Task objective: State how many of the lines below contain the string "When", counting only matches with the same capitalization, and reply with the number alone.

Records supplied:
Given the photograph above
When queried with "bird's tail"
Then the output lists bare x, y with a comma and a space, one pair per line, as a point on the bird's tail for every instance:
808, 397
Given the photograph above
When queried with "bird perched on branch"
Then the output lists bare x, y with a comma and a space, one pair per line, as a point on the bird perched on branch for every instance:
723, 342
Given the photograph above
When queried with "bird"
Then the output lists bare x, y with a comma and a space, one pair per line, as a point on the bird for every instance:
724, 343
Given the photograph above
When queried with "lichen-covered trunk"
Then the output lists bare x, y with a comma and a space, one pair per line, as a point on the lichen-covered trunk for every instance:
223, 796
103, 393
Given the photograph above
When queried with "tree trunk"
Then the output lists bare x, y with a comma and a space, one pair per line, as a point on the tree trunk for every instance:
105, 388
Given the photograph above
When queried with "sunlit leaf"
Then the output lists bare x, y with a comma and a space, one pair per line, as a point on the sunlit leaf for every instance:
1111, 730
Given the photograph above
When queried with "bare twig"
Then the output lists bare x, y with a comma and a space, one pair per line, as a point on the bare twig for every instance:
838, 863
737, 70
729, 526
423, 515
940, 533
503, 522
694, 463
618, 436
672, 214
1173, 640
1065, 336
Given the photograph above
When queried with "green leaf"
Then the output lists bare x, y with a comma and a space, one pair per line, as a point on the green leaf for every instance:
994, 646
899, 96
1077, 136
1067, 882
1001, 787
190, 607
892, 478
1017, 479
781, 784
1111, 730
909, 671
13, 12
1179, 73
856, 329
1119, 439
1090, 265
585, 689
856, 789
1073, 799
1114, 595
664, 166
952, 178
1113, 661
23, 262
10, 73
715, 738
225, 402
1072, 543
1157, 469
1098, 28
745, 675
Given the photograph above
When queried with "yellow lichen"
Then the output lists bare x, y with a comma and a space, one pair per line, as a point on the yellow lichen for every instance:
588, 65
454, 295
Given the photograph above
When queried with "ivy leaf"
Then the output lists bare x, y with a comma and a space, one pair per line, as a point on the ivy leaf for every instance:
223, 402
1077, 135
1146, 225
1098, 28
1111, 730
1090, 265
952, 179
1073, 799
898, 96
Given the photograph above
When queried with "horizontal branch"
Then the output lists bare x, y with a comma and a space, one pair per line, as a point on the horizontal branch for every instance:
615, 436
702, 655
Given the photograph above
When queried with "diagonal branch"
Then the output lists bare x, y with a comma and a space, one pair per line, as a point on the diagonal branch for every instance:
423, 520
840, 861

Finished exercise: 12